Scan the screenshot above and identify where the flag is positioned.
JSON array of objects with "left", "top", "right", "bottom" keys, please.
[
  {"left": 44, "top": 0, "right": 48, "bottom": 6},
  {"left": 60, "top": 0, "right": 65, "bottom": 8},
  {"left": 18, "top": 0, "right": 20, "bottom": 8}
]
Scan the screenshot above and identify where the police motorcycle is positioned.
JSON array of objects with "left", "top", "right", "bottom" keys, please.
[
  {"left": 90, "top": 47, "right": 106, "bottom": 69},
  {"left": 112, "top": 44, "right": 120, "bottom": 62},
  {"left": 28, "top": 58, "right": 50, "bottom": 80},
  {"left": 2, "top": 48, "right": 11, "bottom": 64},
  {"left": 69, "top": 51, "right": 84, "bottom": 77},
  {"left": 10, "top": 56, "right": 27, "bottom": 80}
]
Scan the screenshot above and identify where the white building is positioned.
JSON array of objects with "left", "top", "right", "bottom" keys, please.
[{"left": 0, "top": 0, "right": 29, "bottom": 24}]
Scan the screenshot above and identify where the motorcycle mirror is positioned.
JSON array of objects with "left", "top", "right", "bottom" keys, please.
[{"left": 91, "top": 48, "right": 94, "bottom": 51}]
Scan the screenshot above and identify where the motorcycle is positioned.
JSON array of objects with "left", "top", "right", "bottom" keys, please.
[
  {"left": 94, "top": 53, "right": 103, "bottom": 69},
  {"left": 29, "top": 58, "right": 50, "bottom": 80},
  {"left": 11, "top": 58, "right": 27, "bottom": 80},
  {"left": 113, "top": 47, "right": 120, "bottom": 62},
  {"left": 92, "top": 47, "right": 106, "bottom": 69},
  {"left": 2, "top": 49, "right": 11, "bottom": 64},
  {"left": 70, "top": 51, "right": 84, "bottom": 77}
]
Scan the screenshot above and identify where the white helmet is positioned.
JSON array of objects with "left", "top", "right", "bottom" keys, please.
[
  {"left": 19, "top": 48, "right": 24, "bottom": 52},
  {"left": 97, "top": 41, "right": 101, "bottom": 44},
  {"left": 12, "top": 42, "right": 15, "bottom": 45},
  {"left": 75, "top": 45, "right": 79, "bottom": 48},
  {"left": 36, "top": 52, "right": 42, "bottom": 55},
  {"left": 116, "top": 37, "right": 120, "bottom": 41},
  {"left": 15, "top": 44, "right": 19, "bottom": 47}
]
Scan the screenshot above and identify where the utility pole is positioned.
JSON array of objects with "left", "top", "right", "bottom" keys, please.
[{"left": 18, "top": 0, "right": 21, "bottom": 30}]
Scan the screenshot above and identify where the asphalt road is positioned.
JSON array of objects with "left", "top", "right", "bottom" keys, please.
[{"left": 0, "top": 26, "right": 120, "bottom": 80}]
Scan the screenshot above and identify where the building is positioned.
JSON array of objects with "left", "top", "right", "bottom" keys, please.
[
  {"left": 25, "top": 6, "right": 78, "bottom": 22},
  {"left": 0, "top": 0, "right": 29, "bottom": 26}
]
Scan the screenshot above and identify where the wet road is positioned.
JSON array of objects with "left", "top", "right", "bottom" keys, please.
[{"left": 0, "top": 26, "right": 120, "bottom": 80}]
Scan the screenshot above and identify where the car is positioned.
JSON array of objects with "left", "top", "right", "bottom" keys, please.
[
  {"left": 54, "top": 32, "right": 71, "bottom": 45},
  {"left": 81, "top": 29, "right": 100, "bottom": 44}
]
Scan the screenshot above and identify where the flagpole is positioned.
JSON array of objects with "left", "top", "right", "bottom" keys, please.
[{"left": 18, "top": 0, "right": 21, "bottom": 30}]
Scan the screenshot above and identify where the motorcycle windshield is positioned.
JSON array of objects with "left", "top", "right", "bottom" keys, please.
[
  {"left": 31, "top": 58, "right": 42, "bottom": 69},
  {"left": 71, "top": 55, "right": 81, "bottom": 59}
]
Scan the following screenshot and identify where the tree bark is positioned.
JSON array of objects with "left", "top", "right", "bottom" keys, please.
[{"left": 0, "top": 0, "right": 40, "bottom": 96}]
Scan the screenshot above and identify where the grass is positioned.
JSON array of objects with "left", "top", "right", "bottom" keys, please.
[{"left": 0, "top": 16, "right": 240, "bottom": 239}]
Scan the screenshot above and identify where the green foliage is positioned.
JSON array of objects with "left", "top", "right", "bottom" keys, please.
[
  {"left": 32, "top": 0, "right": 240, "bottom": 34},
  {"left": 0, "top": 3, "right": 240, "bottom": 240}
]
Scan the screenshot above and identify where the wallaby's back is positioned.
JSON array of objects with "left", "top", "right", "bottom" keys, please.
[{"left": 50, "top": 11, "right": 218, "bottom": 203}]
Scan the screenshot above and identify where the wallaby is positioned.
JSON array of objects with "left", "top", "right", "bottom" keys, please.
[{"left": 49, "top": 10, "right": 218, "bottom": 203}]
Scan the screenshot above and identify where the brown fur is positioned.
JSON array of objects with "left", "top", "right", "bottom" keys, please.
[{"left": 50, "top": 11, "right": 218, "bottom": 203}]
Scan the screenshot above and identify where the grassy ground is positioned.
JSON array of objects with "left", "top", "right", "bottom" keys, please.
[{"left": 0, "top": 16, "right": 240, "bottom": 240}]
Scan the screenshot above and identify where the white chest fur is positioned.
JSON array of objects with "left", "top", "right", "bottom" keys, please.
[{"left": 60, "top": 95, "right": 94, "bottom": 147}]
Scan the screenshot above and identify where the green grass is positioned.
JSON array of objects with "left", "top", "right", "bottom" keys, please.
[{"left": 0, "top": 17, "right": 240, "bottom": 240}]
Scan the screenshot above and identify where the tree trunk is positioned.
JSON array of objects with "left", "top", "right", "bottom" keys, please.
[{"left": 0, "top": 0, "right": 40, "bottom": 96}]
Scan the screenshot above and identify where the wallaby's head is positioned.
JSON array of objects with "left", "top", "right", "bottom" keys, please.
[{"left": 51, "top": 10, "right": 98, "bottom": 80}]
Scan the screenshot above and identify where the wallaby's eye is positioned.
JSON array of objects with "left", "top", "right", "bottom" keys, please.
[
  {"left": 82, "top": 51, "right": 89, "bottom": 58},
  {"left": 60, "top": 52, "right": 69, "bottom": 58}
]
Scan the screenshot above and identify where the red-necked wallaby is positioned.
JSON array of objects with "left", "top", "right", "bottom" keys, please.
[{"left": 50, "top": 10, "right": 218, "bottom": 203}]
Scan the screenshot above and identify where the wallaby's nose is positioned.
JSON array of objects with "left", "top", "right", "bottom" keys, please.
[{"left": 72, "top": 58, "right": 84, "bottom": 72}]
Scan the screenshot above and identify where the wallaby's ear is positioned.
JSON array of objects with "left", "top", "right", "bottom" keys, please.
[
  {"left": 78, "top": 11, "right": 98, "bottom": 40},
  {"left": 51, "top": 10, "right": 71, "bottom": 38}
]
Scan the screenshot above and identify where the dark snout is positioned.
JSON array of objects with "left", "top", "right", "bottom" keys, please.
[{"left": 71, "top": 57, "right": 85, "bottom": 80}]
================
- _TO DO_: Pull out every line above that contains the word "white", matching case exactly.

- _RESPONSE_:
Scan the screenshot above and identify where the white building is positioned.
Scan the screenshot above and identify where the white helmet is positioned.
Scan the screenshot above and identify where the white chest fur is positioned.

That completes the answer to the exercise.